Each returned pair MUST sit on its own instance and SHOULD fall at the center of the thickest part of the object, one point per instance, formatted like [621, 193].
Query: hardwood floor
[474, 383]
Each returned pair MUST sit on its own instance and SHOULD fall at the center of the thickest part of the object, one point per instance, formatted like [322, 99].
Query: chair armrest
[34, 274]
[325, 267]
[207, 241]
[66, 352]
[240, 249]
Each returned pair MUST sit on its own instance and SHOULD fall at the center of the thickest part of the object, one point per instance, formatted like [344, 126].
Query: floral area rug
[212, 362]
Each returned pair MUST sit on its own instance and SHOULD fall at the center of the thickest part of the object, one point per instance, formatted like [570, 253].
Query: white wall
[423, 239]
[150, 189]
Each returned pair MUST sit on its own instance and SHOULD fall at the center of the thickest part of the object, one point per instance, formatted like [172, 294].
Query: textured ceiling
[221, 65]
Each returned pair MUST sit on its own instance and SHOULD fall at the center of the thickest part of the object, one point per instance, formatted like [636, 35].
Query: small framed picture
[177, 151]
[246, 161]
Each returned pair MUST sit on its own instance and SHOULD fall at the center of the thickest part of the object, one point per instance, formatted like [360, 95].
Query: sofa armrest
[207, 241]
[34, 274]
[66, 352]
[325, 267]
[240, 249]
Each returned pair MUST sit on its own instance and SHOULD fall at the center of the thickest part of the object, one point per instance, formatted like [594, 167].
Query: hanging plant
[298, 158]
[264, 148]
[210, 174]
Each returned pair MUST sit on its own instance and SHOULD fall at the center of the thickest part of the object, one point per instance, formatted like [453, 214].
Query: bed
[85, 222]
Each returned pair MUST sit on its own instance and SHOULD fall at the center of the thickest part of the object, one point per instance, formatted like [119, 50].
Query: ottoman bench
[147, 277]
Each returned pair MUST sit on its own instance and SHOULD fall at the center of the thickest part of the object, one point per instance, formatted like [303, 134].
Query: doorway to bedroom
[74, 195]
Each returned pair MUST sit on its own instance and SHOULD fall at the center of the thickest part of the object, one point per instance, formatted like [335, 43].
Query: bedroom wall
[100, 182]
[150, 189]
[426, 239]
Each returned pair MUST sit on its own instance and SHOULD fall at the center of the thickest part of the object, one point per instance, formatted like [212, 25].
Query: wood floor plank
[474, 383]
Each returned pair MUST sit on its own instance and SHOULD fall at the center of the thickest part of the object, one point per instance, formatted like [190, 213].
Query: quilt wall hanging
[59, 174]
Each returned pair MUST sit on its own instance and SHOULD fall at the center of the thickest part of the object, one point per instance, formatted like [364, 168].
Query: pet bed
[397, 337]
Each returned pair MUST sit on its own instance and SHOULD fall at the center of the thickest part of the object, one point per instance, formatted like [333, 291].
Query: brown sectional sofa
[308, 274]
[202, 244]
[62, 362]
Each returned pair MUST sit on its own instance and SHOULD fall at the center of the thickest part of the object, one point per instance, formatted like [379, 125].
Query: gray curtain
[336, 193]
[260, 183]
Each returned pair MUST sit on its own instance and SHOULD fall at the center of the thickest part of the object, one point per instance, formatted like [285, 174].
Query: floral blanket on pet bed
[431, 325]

-------

> **Aim**: Reproduce all of the rows above word for word, with no changes.

> **Exercise response**:
Each returned pair MUST sit on its own instance and SHOULD fall at the center of the thickest part of the object, one point per instance, formatted like [621, 193].
Query: hardwood floor
[474, 383]
Each returned pair MUST sit on its own instance and SHOULD fall at the center of the thickest part of the object, one point per instance, formatted like [322, 99].
Query: chair armrest
[34, 274]
[325, 267]
[207, 241]
[66, 352]
[240, 249]
Each returned pair MUST sit on its own instance and SHOULD fall at the center of the thickest part of the object, one point per instance, formatted like [344, 126].
Query: floral area rug
[212, 362]
Each returned pair MUST sit on its own instance and SHOULD fall at the center of the thickest part of the object, one point per instance, formatted like [570, 253].
Query: white wall
[423, 239]
[150, 189]
Each returned pair MUST sit on its own instance and SHOULD fall at the center of the thickest part of the object, one point per instance, formatted like [172, 294].
Query: textured ceiling
[221, 65]
Each returned pair MUST sit on its own instance and SHOULD fall at the center of the thickest part of the object, one point per instance, formatted like [636, 35].
Query: small framed picture
[177, 151]
[246, 161]
Each returned pair MUST sit on its own instance and SHOULD fall at the center of the thickest part of the object, one point per instance, formatted like [360, 95].
Query: sofa armrest
[207, 241]
[34, 274]
[66, 352]
[325, 267]
[240, 249]
Each returned pair MUST sit on its own instance and SHOULD fall at the center of the thickest part of the object, one point per instance, formatted like [594, 167].
Query: hanging plant
[298, 158]
[264, 148]
[210, 174]
Each returned pair MUST sit on its own instance and SHOULD fall at the center of the thickest part of the object, one point per instance, formatted like [453, 214].
Query: bed
[85, 222]
Each returned pair MUST sit on its own instance and SHOULD fall at the center of the thickest part of the object, one point per instance, formatted like [119, 50].
Query: ottoman bench
[147, 277]
Each returned pair MUST sit on its own instance and SHOULD fall at the center of the thickest part of the object, one point per instance, formatted like [303, 134].
Query: doorway to bedroom
[74, 195]
Each returned pair MUST sit on its own instance and SHOULD fall at the center of the thickest part of the object, one point per instance, formatted like [335, 43].
Query: bedroom wall
[100, 182]
[150, 189]
[426, 239]
Each returned pair MUST sit on its own instance and SHOULD fall at the center of the thickest part of the object, one point per instance, formatted like [212, 25].
Query: wood floor plank
[474, 383]
Each returned pair MUST sit on its own instance and SHOULD fall at the center of the thickest part of the object, one point per instance, formatted like [190, 213].
Query: quilt wall hanging
[59, 174]
Each returned pair MUST sit on its own instance and SHOULD fall at the center of the thickest part of the object, one point per instance, formatted like [364, 168].
Query: pet bed
[397, 337]
Each returned pair MUST sit on its own instance and SHOULD fall at the center of the thickest part of the object, one point per instance, formatted like [333, 291].
Query: brown sectional sofa
[308, 274]
[202, 244]
[62, 362]
Each returned pair MUST sit on its own instance and SHOULD fall at the center of the thickest part of the object, one point per instance, formatted like [379, 125].
Query: gray curtain
[336, 193]
[260, 183]
Each returned pair MUST sit on its own instance and SHOULD fall at the center of the thickest part of the object, one point per instance, formatted like [285, 174].
Query: floral blanket on pet bed
[431, 325]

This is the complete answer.